YOUR OBJECTIVE | Reproduce every line of the material below, including the labeling requests, but add -59 to each number in the point coordinates. Leave out the pictures.

- - - -

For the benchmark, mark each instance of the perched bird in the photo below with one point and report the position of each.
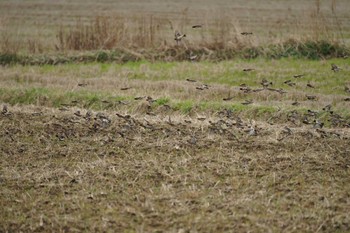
(247, 102)
(298, 75)
(318, 124)
(228, 98)
(289, 83)
(4, 110)
(202, 87)
(295, 103)
(335, 68)
(179, 36)
(310, 85)
(191, 80)
(327, 108)
(192, 56)
(197, 26)
(311, 97)
(265, 83)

- - - -

SOLUTION TO THIS PROBLEM |
For the benchmark, mark each instance of the perched bird in the photo below with one point and report the position of each.
(188, 43)
(239, 16)
(259, 65)
(169, 39)
(230, 24)
(-55, 51)
(143, 28)
(236, 44)
(276, 9)
(120, -23)
(251, 26)
(132, 21)
(268, 49)
(133, -3)
(138, -33)
(252, 38)
(206, 24)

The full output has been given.